— Directive —
Rewrite the water heater thread from "## antigua (Dec" to "but works well.", putting "week" in place of "weekend".

— Source document —
-- begin --

# do you leave water heater when you are not at camp



## styron (Aug 14, 2012)

well the water in the camper is just about working i just have to tighten some clamps.my question is can the water heater be on when we are not at camp.


----------



## old_guy_camping (Aug 12, 2011)

Answer to your subject line question: Yes, I leave the water heater when I am not at camp - it is not portable and I can't carry it with me.

Answer to your question in the body of your message: No. Doesn't take that long to heat if it goes completely cold.


----------



## rksolid (Apr 16, 2011)

I turn mine off when not camping. No need to waste gas or electric when not present. We aren't at a permanment site so it can go weeks without use. But if at permanment site I don't see no reason to turn off, hot water when you get there.


----------



## antigua (Dec 17, 2007)

I turn it on when I get to camp then turn it off before I go home. It's all weekend long. Propane will heat it up right quick. Electric takes a bit longer but works well.


----------



## Isschade (May 14, 2017)

We just got a brand new camper and it's been 20+ years since I've been camping. Do you turn off EVERYTHING, including the tanks before moving ?? They had everything off from the dealer but now we're on our own.


----------



## old_guy_camping (Aug 12, 2011)

Isschade said:


> We just got a brand new camper and it's been 20+ years since I've been camping. Do you turn off EVERYTHING, including the tanks before moving ?? They had everything off from the dealer but now we're on our own.


Water pump? Yes (if you spring a leak you won't know). Water heater? Always off except about 15 minutes before needed. Propane? Depends. A packed and cooled down fridge will be okay for several hours while travelling - if taking longer (and not re-fueling) will let fridge run on propane. Be careful where things are, though. I got to a campground one time and discovered that a bike had moved in the camper, knocking one of the stove knobs. Had to air it out (though I leave my Maxx Air vent open while travelling, so that helped).


----------



## Greywuff (Oct 11, 2015)

I turn everything off when we are not camping, but when we arrive at the CG, I fire up the water as part of set up and turn it off as part of take down.


----------

-- end --

— Supplied material —

-- begin --

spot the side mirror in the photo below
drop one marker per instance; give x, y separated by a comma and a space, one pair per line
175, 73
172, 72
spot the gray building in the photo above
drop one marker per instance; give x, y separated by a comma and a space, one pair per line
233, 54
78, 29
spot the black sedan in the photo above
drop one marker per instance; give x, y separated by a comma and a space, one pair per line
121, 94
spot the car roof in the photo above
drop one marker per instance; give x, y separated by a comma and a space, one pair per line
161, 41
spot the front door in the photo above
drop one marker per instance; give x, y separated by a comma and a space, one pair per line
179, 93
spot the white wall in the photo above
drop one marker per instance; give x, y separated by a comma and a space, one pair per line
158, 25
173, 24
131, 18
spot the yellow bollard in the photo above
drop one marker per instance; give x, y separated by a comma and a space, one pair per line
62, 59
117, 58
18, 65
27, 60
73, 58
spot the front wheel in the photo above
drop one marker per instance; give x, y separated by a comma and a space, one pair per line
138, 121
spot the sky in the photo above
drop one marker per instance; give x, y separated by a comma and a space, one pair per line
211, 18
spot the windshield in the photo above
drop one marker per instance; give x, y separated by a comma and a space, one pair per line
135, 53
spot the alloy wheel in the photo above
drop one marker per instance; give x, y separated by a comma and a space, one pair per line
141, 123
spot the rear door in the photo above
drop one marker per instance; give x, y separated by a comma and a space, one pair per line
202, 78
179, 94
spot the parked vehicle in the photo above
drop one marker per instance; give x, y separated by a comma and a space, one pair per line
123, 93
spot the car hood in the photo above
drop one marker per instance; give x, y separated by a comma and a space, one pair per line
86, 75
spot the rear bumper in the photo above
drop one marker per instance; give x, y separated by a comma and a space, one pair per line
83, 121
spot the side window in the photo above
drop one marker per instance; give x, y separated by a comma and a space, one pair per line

-- end --

— The result —
## antigua (Dec 17, 2007)

I turn it on when I get to camp then turn it off before I go home. It's all week long. Propane will heat it up right quick. Electric takes a bit longer but works well.